**** Supplied records
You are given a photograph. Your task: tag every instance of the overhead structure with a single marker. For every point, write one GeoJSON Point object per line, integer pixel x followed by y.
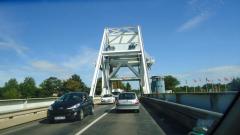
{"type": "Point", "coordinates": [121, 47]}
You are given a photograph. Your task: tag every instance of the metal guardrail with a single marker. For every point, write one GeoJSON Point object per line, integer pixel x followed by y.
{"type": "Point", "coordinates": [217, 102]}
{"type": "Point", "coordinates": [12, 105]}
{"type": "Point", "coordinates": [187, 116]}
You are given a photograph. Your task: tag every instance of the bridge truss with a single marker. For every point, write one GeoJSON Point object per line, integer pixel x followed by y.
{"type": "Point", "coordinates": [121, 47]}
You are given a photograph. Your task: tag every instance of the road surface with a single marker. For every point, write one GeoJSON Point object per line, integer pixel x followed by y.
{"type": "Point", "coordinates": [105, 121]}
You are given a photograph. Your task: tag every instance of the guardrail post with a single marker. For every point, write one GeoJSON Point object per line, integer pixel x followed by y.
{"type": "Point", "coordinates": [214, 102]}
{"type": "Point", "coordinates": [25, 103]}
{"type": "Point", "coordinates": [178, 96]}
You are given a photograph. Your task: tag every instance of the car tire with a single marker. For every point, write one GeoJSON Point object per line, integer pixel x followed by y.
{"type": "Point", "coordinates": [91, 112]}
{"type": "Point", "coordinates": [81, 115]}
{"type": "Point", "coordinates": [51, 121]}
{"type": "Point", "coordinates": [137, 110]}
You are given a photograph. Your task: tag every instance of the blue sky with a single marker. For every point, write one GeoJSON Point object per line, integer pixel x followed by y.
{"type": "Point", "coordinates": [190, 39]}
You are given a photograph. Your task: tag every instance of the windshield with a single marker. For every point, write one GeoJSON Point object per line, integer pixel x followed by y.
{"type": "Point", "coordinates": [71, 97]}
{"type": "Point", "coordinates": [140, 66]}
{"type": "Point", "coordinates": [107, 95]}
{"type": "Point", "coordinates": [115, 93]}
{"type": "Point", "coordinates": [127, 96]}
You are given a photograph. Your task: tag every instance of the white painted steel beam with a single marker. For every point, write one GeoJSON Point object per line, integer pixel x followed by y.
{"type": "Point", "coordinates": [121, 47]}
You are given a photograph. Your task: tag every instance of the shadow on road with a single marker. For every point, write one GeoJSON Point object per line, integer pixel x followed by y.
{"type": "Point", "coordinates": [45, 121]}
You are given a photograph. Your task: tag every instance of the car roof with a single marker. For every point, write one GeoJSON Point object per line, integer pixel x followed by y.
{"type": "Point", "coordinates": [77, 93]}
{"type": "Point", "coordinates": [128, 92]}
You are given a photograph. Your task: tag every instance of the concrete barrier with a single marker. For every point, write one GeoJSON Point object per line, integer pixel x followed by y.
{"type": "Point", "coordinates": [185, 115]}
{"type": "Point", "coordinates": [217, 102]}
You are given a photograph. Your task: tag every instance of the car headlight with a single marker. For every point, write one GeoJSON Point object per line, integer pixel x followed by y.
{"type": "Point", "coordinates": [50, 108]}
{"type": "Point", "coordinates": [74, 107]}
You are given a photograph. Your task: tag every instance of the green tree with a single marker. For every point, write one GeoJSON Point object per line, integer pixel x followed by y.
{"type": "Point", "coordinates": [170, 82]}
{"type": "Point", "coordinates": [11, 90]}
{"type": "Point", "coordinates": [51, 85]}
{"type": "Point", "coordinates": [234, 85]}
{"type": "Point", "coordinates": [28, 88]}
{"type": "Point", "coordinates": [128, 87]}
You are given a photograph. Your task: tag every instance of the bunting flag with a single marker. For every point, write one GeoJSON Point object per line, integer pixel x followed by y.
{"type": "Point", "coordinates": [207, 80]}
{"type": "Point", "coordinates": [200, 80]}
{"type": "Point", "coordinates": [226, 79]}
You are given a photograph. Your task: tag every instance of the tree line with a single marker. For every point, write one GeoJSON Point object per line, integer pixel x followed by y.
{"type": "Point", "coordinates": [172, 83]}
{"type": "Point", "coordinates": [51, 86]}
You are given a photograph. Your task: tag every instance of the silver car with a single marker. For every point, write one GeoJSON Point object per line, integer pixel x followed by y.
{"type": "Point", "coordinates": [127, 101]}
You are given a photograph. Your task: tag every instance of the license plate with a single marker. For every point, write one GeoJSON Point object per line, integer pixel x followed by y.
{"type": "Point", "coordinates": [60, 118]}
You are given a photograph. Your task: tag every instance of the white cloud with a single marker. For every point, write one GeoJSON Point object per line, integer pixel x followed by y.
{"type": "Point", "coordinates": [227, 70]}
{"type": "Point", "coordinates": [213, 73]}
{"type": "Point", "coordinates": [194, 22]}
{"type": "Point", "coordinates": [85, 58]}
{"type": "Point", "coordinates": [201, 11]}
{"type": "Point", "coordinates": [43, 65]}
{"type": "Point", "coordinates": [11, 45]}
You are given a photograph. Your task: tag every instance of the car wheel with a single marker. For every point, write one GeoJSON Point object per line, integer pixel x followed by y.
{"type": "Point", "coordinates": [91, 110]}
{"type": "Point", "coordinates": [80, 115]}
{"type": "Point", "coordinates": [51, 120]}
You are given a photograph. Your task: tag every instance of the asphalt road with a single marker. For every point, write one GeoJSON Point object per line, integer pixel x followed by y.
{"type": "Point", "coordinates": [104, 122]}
********
Quote, word for word, every line starting at the one that contains "the car wheel" and ending with the final line of the entries.

You are given a photograph. Your task: tag every instance of the car wheel with a single marker. For every point, write one GeoJSON Point object per line, integer pixel x followed by y.
{"type": "Point", "coordinates": [91, 110]}
{"type": "Point", "coordinates": [80, 115]}
{"type": "Point", "coordinates": [51, 120]}
You are given a photograph. Your task: tag every instance of the asphalt road with a single marker. For every point, write one GeoJSON Point object per line, integer pixel x followed by y.
{"type": "Point", "coordinates": [104, 122]}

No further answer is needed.